[Information supplied start]
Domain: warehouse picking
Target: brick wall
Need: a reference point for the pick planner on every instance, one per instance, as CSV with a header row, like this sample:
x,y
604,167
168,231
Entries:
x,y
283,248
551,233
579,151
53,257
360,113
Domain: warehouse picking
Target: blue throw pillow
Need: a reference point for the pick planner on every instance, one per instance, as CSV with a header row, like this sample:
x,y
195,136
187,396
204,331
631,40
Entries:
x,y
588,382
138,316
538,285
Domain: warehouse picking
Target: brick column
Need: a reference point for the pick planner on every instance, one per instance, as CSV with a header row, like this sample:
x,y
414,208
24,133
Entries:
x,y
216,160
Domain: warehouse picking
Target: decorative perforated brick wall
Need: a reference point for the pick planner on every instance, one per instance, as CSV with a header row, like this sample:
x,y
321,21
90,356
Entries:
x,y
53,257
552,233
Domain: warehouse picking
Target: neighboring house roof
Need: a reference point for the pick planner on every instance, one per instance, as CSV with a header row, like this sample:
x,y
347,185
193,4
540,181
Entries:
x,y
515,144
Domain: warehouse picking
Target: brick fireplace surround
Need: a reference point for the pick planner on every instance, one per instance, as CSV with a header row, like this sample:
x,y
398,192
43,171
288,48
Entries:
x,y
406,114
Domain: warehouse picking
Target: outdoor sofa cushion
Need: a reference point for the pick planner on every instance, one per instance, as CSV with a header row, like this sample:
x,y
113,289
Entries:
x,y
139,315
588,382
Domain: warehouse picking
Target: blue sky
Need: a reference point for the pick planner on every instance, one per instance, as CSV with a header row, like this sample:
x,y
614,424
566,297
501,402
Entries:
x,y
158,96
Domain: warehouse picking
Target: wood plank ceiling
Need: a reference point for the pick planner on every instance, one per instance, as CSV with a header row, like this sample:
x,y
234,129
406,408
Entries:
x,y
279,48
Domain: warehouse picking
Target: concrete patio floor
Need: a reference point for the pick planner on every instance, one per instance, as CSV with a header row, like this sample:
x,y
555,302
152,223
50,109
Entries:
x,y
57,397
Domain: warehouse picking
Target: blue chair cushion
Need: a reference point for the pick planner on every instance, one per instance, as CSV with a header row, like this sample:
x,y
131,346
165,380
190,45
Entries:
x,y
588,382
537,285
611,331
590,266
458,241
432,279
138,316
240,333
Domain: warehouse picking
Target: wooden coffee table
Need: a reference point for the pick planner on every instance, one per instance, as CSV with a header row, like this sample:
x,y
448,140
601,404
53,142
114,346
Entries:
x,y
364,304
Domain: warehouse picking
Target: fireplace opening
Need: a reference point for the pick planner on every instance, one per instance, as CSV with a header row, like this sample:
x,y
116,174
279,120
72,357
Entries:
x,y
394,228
[Information supplied end]
→ **Work to do**
Transcribe the data above in full, exactly.

→ **Correct answer**
Domain: warehouse picking
Target: brick wall
Need: a reference point for the pick planner on every instance, one per instance, as CSV with a header row, like this sample:
x,y
604,167
168,231
Entries:
x,y
283,248
551,233
579,151
53,257
360,113
Domain: warehouse picking
Target: blue throw pillow
Need: a reference point for the pick planner on every instance, one per instance, as CSV with a header row, like this sample:
x,y
195,136
187,396
204,331
631,40
Entries:
x,y
588,382
138,316
538,285
Domain: warehouse picking
Target: brick column
Need: a reference point for the pick planner on every instance, one per instance, as CSV with a header row, like this sample:
x,y
414,208
24,133
Entries:
x,y
216,160
Domain: warehouse picking
Target: decorative perforated brick wall
Need: a reference point for the pick planner on every instance, one per instance, as CSV with a header row, like this sample:
x,y
321,21
90,356
Entries:
x,y
53,257
552,233
Domain: warehouse picking
Target: neighboring house roof
Need: a reference point for the pick planner on every instance, one per instance, as CSV with a header row, like this sample:
x,y
347,185
193,4
540,181
Entries:
x,y
515,144
Domain: warehouse picking
Target: brick fireplace surround
Need: a reference point for the pick planner on every instance, one per instance, as CSV with a header row, like this sample:
x,y
398,192
43,171
288,48
Entries:
x,y
406,114
Domain: warehouse picking
Target: outdoor sofa cushion
Need: a reference point for the pick planner on every instance, one per instance, as CSV with a header row, like this sample:
x,y
113,289
Entries:
x,y
139,315
588,382
Domain: warehouse picking
Target: blue sky
Need: a reference point for the pick planner on every instance, one per instance, as CSV with a header row, like this sample:
x,y
614,424
566,297
501,402
Entries:
x,y
158,96
Domain: warehouse picking
Target: wood plank ceiling
Need: a reference point for the pick planner on every instance, one per instance, as CSV with a header row, like this sample:
x,y
234,129
406,408
Entries:
x,y
279,48
Domain: warehouse picking
Target: concrete patio floor
Need: a reference point for the pick planner on every instance, one per instance, as CSV with a header row, like this sample:
x,y
555,302
152,223
50,109
Entries:
x,y
57,397
Domain: warehouse picking
Target: blue chair cushion
Need: a reference point for the pick planner on every instance, one per instance, as CSV with a header row, like this sample:
x,y
131,346
165,380
190,45
Entries:
x,y
588,382
537,285
611,331
590,266
458,241
432,279
138,316
240,333
Domain: warehouse picking
Target: wooden coffee table
Need: a reference point for the pick planner on every instance, one per instance, as CSV with a header row, like this sample:
x,y
448,140
601,404
53,142
114,346
Entries:
x,y
364,304
Domain: warehouse picking
Target: fireplace opening
Need: a reference point for the pick planner on every instance, one per instance, as CSV with a header row, like this sample:
x,y
116,174
279,120
72,357
Entries:
x,y
394,228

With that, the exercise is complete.